▶ [Page extract]:
‘Radicalisation is the logical consequence of how we live together’
With radicalisation, most people will think of individuals who carry out terrorist attacks as part of a certain ideology. Professor of Radicalisation Studies Tahir Abbas wants to make people aware that radicalisation arises from how we live together in a society. ‘We have to talk about integration, equality and a positive sense of identity.’
What will your inaugural lecture on 6 February be about?
‘I think that radicalisation is misunderstood. It is a social problem. Individuals who radicalise are members of societies, and we create those individuals through our societal norms. If you look at the mindset of a radicalised individual in terms of ideology and their chances of entering into violence, but without looking at that individual’s life story, life experience, social context, environmental, physical, and spatial reality of what it’s like to live in a certain part of a city, you miss out a lot of the understanding.
‘After the 9/11 attacks, I realised people were not talking to each other. So I thought, “I’m going to jump right in.”’
‘With jihadism, we’re talking about mosques and imams and we’re talking about ideology. But we’re not talking about integration or equality, antidiscrimination or issues of building a positive sense of identity so that people don’t feel they have to choose between being a Muslim or a Dutch person but feel comfortable about both categories as one.
‘And that’s not happening because of polarization and social division and political issues that stop people trusting each other and sharing the same spaces. Sentiment, resentment and anger can build, and can sometimes be manipulated by third-party forces, who can then take people into areas of violence.’
How did you end up in this field of research?

▶ [Supplied information]:
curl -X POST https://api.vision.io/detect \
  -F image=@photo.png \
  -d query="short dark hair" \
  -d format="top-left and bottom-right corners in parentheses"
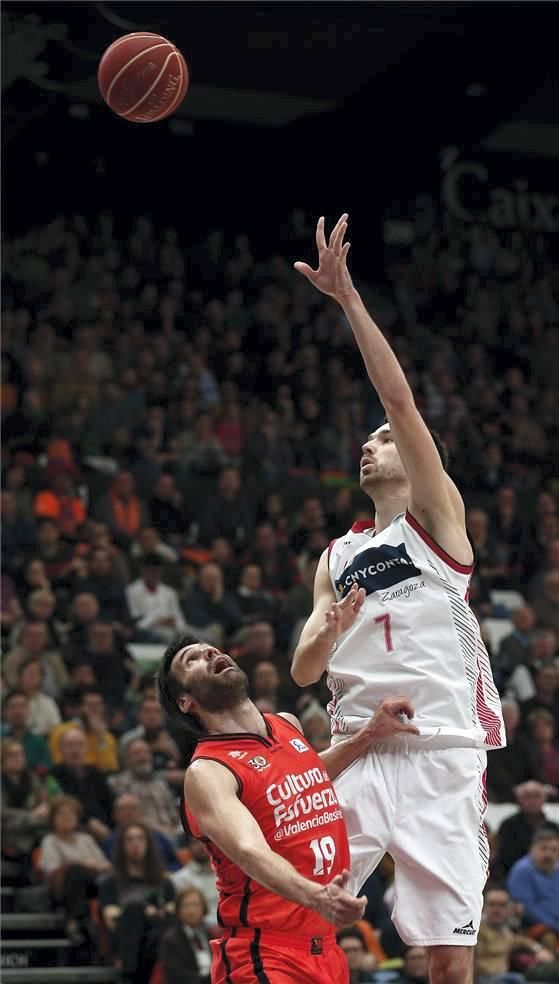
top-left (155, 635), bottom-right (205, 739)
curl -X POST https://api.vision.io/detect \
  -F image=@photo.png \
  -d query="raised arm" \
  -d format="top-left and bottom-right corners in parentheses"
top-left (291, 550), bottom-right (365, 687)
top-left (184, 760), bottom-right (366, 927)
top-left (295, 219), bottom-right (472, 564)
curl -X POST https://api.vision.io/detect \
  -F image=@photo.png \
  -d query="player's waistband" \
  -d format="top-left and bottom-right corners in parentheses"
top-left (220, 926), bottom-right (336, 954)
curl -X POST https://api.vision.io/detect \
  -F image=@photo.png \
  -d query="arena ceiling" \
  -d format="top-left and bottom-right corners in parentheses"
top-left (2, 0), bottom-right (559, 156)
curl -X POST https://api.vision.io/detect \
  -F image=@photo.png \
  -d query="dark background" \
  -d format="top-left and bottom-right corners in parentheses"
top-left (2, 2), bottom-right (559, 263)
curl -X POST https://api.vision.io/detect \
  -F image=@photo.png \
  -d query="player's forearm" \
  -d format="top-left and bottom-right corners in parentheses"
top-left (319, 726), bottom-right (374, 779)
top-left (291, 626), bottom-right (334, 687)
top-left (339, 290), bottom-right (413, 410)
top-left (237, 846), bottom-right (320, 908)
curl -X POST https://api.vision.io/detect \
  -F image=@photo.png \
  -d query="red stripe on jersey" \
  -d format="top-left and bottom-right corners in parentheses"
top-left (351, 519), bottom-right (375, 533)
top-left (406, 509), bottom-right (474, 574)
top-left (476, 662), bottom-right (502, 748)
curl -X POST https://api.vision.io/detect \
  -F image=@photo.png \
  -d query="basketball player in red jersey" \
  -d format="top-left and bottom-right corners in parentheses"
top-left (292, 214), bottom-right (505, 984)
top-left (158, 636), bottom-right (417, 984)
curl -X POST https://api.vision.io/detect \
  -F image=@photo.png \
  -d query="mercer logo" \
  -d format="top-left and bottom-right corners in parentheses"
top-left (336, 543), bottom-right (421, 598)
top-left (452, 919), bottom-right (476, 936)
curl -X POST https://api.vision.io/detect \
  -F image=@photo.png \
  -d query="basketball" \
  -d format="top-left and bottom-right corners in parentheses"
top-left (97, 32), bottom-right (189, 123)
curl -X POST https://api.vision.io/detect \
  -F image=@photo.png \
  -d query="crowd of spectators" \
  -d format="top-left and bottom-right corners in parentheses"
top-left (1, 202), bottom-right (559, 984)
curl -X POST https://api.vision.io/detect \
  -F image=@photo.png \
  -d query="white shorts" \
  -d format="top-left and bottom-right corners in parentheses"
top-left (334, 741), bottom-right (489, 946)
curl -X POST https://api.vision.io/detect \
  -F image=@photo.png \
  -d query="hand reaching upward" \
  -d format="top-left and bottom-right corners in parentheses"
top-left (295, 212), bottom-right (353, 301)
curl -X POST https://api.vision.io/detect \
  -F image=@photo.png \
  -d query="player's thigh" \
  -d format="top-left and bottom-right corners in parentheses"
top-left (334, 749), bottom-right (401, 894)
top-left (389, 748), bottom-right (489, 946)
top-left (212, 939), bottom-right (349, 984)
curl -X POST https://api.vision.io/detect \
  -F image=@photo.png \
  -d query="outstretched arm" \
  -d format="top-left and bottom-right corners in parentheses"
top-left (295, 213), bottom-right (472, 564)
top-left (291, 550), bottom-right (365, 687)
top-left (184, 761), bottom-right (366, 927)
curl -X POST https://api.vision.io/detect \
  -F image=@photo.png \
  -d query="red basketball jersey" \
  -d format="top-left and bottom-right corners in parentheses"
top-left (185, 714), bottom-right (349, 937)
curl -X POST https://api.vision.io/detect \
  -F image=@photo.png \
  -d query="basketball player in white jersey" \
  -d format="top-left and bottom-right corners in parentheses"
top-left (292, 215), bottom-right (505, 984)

▶ [Task 1]: Using the interview on radicalization, list every topic that Tahir Abbas says is not being discussed when the conversation turns to jihadism.
▶ [Task 2]: Write what follows in the interview on radicalization, beginning right after its last line.

▶ [Written answer 1]: Integration, equality, antidiscrimination, and building a positive sense of identity.

▶ [Written answer 2]:
‘I was working in government in England when 9/11 happened and I realised people were not talking to each other. And I could see there are gaps at the community, academic and policy levels. So I thought, “I’m going to jump right in.” And ever since I speak with ministers, government, the UN and the EU. I also go to mosques and talk to the police and intelligence and security services. It’s important to be a critical friend and hopefully they listen to us. It would be an inordinate waste of public money for academics to simply talk amongst themselves.’
‘We’ve noticed now coming out of the pandemic that there is no extremism in the way we used to think about extremism.’
Has the research into radicalisation changed in the years you’ve been working on it?
‘We’ve noticed now coming out of the pandemic that there is no extremism in the way we used to think about extremism. Yes, we have anti-government extremism, online extremism, conspiracy theories and all these kinds of ideas which are antidemocratic and could lead to violence. But it’s not in the classical sense, in the way that we had all these violent Islamist attacks and so on. The problem of radicalisation is not as big as we thought it was.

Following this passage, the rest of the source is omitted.